BESB: CHILDREN’S SERVICES

CHILDREN'S SERVICES


The mission of Children’s Services is to provide leadership in the delivery of educational services to children who are legally blind, deaf-blind, and visually impaired by:

  • Establishing partnerships among children, families, schools, and communities.

  • Ensuring accessibility to educational curriculum through the provision of adapted materials, equipment, and books.

  • Teaching compensatory skills such as Braille.

  • Promoting individual choice, independence, and life-long learning.

  • Creating an accurate perception of blindness through community outreach and education.

Children's Services Newsletter

Statement of Need and Program Objectives: To provide specialized training, adaptive materials, and services to children who are legally blind, deaf-blind, or visually impaired from birth through high school graduation or age 21 that results in successful integration into educational, social, recreational, and vocational settings.

Program Description: Teachers and consultants of the program provide specialized instruction in Braille literacy, access to adapted technologies, and independent living and social skills training, with a goal of maximizing independence and inclusion in educational options. A full-scope lending library of adapted textbooks and equipment is available to ensure equal educational opportunity for students with significant visual loss. Program staff provide specialized training and consultation to teachers, parents, paraprofessionals, and local district staff that results in greater access to educational experiences for students. The Division provides reimbursement to those towns which offer services, such as certified teachers of the blind or partially sighted, to meet these program objectives.

What Are the Warning Signs for Vision Loss in Infants and Children?

Occasionally, it is obvious a child has a vision problem; you might notice an unusual shape, coloring, or distortion of a child's eyes.  In other instances, the signs may be less apparent.  A younger child or infant may rub his eyes, move his head toward light, attempt to shield his eyes from light, or not follow you with his eyes. An older child may hold books unusually close, become irritable when doing close work, or may have eyes that are not aligned.

When Do Infants and Children Need Our Services?

It is one of BESB's primary responsibilities to provide comprehensive services to children, parents, and other caregivers during a child's most crucial early years.  This is a time when a child learns many basic skills that help establish independence, and vision plays a major role.  It is therefore important to provide the assistance and support needed to help the child compensate for any visual impairment.  Many eye disorders can be easily corrected with glasses or special "low vision" devices.

However, if an ophthalmologist or optometrist finds the child has a visual acuity of 20/70 or less in the better eye (with best correction) or a visual field of 20 degrees or less, BESB should be contacted.  We provide services to all children who are visually impaired.

RAW DATA -

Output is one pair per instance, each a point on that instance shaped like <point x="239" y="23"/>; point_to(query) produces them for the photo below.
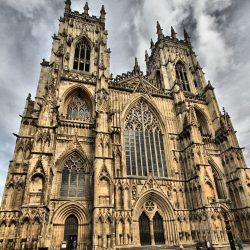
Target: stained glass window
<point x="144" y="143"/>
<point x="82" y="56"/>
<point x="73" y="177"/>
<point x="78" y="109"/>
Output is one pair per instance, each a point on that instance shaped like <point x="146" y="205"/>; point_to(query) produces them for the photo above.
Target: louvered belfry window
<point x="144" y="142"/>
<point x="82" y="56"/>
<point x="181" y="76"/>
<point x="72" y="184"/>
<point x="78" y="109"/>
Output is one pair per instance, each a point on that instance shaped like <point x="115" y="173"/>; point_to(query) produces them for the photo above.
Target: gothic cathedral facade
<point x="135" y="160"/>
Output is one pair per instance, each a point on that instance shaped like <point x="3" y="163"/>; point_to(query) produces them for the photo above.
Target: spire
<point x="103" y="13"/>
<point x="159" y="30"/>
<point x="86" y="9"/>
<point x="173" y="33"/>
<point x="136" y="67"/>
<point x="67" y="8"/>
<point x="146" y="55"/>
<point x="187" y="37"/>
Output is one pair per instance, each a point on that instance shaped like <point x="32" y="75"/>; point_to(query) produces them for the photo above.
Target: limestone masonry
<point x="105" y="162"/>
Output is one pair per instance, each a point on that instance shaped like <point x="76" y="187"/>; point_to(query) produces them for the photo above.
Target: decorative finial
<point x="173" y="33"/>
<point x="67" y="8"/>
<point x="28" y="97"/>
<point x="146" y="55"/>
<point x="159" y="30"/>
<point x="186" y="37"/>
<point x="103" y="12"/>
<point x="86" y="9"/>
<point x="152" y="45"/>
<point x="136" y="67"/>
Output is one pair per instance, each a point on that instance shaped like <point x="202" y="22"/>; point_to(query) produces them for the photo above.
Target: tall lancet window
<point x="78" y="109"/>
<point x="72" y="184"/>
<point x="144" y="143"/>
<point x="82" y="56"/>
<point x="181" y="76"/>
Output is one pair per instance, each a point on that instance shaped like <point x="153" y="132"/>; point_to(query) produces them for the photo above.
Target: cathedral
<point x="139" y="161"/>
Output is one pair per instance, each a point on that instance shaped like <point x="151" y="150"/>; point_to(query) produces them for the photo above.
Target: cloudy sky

STATED GOAL A -
Decide whether each statement agrees with the Children's Services page. Answer yes or no for each, and quote the deciding words of the Children's Services page.
(i) The program serves children from birth through high school graduation or age 21.
(ii) BESB should be contacted when a child's visual acuity is 20/70 or less in the worse eye.
(iii) The lending library offers only adapted textbooks.
STATED GOAL B - Return each line of the records that contains the string "instance".

CORRECT ANSWER A -
(i) Yes: "from birth through high school graduation or age 21"
(ii) No: "a visual acuity of 20/70 or less in the better eye (with best correction)"
(iii) No: "A full-scope lending library of adapted textbooks and equipment"

CORRECT ANSWER B -
Output is one pair per instance, each a point on that instance shaped like <point x="239" y="23"/>; point_to(query) produces them for the photo below.
Output is one pair per instance, each a point on that instance shaped like <point x="146" y="205"/>; point_to(query) produces them for the photo above.
Output is one pair per instance, each a point on that instance shaped like <point x="115" y="173"/>; point_to(query) produces them for the photo above.
Output is one pair per instance, each a point on that instance shaped like <point x="3" y="163"/>; point_to(query) produces them for the photo above.
Output is one pair per instance, each a point on that instance shaped like <point x="32" y="75"/>; point_to(query) produces them for the photo above.
Output is one pair per instance, each a point on that instance shaped like <point x="76" y="187"/>; point_to(query) produces them for the photo above.
Output is one pair per instance, each a point on that instance shaped like <point x="202" y="22"/>; point_to(query) produces them for the photo above.
Output is one pair per instance, each a point on that instance shaped like <point x="153" y="132"/>; point_to(query) produces them for the photo above.
Output is one pair per instance, each a point on that instance shaped like <point x="151" y="150"/>; point_to(query) produces them for the photo above.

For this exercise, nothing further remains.